Aim of the exercise — Please return each line in the rows below that contains the string "negative". Only lines with that exact capitalization count.

Task material —
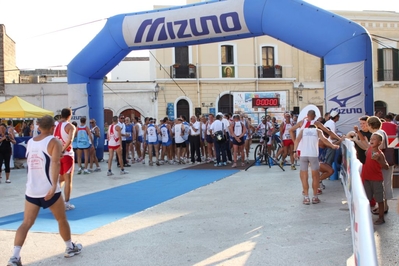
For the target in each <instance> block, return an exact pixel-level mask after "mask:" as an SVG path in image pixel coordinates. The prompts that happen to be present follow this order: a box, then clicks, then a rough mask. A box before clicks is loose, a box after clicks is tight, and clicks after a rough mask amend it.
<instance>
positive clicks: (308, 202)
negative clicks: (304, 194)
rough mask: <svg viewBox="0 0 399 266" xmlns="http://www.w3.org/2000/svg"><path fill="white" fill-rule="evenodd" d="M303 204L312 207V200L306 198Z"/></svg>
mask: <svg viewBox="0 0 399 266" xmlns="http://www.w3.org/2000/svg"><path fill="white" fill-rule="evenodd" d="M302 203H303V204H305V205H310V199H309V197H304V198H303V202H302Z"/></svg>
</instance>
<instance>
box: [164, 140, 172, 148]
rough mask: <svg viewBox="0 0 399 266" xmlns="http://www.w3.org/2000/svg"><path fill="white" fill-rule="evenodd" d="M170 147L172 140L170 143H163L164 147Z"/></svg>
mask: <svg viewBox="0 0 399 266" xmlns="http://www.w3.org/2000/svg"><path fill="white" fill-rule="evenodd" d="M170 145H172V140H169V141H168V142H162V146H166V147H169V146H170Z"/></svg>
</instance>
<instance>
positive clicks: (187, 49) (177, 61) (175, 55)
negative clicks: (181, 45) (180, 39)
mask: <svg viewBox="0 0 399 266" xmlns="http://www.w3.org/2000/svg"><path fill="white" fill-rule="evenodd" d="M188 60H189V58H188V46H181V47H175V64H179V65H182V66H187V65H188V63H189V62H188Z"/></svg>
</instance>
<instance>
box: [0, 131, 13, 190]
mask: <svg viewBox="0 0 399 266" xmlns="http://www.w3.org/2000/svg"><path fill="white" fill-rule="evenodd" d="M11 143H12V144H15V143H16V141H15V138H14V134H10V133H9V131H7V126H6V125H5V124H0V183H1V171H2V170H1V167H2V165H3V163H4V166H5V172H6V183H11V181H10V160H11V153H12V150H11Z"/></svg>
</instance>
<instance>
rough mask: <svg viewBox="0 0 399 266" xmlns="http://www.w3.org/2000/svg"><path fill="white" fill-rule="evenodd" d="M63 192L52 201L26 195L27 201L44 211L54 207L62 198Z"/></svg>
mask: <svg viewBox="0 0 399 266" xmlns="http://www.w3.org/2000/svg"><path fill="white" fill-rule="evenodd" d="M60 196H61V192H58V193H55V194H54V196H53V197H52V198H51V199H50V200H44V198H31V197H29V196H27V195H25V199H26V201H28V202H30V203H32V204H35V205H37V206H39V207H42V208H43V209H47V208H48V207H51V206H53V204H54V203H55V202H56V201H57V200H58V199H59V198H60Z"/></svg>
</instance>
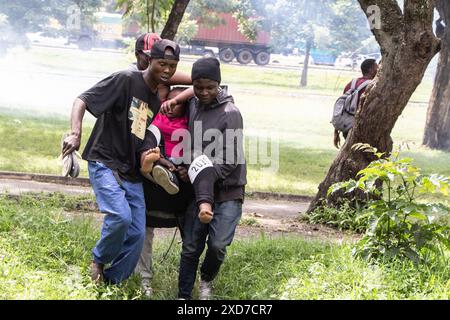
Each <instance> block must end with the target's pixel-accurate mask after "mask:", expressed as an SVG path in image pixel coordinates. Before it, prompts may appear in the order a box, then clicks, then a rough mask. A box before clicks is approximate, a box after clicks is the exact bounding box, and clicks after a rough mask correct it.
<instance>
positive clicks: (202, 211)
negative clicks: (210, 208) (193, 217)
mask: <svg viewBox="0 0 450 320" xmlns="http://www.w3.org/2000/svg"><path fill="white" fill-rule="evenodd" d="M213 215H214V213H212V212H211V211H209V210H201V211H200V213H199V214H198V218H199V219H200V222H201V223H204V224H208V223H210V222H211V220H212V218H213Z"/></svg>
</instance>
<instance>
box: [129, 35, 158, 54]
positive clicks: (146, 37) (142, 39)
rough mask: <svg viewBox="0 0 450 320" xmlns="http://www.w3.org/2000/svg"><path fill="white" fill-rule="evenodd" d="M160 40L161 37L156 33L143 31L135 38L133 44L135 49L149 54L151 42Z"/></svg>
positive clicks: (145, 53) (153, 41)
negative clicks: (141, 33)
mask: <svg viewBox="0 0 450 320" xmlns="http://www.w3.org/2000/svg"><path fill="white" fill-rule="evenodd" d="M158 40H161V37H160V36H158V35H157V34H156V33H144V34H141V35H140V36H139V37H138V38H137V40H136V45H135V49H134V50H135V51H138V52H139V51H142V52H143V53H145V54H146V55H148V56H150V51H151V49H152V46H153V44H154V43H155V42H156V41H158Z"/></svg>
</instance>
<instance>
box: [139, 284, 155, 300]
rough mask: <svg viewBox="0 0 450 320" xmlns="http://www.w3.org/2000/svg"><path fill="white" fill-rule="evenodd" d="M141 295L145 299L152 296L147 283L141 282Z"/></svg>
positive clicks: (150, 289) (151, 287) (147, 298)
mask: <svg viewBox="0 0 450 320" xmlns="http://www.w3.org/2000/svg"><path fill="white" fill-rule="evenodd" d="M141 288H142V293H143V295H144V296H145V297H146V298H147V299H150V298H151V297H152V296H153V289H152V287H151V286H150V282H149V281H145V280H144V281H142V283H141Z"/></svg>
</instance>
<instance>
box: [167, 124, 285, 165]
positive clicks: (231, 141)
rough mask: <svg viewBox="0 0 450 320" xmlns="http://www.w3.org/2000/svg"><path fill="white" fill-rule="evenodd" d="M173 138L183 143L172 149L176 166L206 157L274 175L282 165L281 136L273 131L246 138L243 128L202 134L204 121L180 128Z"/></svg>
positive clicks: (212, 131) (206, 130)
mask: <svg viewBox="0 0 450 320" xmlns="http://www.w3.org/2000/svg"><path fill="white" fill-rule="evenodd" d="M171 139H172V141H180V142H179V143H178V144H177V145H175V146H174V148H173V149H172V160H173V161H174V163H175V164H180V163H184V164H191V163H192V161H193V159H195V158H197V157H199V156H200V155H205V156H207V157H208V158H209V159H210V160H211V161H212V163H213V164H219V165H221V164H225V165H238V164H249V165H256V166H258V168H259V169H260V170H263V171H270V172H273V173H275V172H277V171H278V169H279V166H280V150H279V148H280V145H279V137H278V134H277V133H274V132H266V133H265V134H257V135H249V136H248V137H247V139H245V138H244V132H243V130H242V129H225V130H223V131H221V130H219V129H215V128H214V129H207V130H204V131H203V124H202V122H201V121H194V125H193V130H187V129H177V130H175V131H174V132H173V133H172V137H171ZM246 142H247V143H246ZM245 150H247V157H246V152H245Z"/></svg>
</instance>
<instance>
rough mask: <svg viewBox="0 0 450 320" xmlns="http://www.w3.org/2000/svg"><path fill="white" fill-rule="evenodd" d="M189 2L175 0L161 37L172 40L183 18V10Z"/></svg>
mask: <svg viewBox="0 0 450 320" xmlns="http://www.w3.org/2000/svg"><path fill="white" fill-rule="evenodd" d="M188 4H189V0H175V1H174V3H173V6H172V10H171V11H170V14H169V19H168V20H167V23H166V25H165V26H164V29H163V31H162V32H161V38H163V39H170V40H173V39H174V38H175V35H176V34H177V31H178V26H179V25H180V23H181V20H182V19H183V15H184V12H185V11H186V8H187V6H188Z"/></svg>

Your response —
negative clicks: (304, 194)
negative clicks: (181, 45) (180, 39)
negative clicks: (210, 208) (193, 217)
negative clicks: (141, 33)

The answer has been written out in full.